### TEXT SHOWN
—————
Long an important site of hunting and fishing for the Mi'kmaq, what is now known as the Northwest Arm was probably first visited by Europeans in the 17th century. After Halifax was officially founded by the British in 1749, early settlers began to exploit the timber resources in the surrounding areas. The settlers that were given the land grant that included Melville Cove hoped to use this small spit of land as a base for a lumber industry. Although that plan never came to fruition, a man named James Kavanagh used it as the base of his fishery operations.
The Napoleonic Wars brought turmoil to the Halifax area, and by 1795 the buildings on Kavanagh's Island, as it was then known, were pressed into service as a military hospital. A few years later, in 1804, the British Admiralty bought the island from Kavanagh, renamed it Melville's Island, built new barracks, and began to use it to house French prisoners. They also built a stone pathway that joined the island to the mainland. With the outbreak of the War of 1812, many of the French prisoners were released to make room for American prisoners of war. By this time, the Island contained several buildings, including a two-storey prison, a small hospital, and officers' quarters, and various sheds, guardhouses, and cookhouses. Thousands of American prisoners passed through Melville Island throughout the War of 1812, where they faced overcrowding, harsh and unsanitary conditions, and outbreaks of pneumonia, smallpox, typhoid and dysentery. Most of the prisoners who died were buried on nearby Target Hill, also known as Deadman's Island.
—————
### ASSIGNED TASK
Rewrite the passage on Melville Island's history between "Long an important" and "his fishery operations.", inclusive, replacing "timber" with "forest". The lines after this passage are not needed for the work here.

### EXERCISE DATA
—————
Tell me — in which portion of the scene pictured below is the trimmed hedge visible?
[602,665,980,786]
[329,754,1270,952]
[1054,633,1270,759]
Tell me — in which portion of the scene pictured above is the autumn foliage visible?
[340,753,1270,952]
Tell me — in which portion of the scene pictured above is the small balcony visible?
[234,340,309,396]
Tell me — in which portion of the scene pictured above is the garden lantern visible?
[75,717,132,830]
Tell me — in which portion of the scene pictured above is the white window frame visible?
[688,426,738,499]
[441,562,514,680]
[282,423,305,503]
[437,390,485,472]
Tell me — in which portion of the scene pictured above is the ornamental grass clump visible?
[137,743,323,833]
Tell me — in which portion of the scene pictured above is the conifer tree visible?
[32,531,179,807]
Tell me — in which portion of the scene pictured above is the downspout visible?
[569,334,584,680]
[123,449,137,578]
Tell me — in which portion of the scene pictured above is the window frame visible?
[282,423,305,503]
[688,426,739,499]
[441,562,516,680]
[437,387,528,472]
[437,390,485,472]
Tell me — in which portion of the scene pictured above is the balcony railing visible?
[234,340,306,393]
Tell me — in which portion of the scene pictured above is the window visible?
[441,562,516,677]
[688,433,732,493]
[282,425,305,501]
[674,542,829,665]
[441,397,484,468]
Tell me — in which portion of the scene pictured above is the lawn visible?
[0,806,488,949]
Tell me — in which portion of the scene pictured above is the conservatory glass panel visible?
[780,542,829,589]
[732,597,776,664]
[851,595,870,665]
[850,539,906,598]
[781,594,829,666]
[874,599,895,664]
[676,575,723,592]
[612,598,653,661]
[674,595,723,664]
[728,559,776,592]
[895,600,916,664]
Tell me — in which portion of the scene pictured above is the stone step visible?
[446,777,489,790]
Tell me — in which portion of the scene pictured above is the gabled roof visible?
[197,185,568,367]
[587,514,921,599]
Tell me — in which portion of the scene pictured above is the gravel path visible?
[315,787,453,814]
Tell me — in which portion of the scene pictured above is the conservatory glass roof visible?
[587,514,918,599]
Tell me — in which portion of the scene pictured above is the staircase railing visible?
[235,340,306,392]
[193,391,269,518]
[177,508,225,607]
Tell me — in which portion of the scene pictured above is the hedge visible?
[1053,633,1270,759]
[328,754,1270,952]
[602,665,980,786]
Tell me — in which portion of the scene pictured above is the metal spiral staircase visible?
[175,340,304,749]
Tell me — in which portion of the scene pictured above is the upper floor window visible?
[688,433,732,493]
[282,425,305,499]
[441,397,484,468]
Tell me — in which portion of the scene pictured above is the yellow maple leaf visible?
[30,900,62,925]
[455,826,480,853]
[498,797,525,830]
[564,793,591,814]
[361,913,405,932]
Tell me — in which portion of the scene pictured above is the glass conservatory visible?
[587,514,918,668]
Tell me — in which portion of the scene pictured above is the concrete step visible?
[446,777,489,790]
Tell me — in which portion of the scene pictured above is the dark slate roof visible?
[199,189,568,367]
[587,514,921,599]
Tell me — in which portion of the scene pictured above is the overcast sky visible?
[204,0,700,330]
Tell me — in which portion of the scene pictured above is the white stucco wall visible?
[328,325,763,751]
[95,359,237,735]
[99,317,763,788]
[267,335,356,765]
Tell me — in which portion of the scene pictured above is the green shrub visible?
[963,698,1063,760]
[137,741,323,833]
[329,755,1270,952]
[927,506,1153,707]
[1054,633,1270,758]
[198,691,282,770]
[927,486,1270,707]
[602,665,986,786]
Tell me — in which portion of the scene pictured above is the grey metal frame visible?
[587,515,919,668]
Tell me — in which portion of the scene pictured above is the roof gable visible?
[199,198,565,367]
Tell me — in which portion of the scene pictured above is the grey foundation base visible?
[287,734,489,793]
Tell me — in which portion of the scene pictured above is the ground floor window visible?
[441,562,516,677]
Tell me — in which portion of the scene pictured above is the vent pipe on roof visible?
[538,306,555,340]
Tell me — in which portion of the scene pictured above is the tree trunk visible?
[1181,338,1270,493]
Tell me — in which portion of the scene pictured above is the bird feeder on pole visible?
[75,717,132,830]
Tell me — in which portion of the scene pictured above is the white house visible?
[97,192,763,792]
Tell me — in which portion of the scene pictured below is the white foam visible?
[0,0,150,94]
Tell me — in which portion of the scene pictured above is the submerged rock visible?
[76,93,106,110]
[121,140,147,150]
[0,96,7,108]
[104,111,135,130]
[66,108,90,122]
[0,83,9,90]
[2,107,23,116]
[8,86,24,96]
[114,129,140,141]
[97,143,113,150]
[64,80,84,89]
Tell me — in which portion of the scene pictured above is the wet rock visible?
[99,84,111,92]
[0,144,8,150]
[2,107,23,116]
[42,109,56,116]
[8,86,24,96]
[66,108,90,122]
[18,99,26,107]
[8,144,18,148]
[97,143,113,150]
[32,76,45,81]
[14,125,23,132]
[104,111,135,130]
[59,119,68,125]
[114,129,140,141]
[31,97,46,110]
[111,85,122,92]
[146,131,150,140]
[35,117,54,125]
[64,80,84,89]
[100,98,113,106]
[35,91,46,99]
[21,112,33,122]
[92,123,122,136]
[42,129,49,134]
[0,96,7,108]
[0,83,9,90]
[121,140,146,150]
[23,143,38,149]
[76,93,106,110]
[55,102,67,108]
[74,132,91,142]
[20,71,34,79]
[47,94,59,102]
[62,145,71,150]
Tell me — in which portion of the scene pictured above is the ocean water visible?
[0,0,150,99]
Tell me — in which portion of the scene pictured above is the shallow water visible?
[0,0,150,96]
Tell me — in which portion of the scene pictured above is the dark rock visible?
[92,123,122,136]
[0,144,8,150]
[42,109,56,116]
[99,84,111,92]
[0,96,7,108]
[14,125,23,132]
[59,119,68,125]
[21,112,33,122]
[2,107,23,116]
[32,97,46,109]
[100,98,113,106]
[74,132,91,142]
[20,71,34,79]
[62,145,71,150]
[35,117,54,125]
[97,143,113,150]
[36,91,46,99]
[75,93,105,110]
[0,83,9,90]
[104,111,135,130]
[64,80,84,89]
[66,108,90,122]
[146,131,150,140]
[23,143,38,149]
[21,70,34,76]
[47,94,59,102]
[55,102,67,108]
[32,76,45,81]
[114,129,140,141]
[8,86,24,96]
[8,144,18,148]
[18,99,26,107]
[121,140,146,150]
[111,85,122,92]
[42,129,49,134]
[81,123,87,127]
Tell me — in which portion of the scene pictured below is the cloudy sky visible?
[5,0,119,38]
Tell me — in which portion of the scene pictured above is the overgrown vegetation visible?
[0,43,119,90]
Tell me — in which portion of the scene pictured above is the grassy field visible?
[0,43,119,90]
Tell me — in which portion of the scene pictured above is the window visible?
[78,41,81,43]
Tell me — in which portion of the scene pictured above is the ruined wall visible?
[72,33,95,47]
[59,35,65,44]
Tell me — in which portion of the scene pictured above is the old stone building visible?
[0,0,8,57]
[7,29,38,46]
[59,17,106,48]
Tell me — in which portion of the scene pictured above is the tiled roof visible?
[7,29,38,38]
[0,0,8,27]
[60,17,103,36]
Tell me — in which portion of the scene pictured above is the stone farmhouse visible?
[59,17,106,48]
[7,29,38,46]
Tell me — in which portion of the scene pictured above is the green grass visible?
—————
### EXERCISE ANSWER
Long an important site of hunting and fishing for the Mi'kmaq, what is now known as the Northwest Arm was probably first visited by Europeans in the 17th century. After Halifax was officially founded by the British in 1749, early settlers began to exploit the forest resources in the surrounding areas. The settlers that were given the land grant that included Melville Cove hoped to use this small spit of land as a base for a lumber industry. Although that plan never came to fruition, a man named James Kavanagh used it as the base of his fishery operations.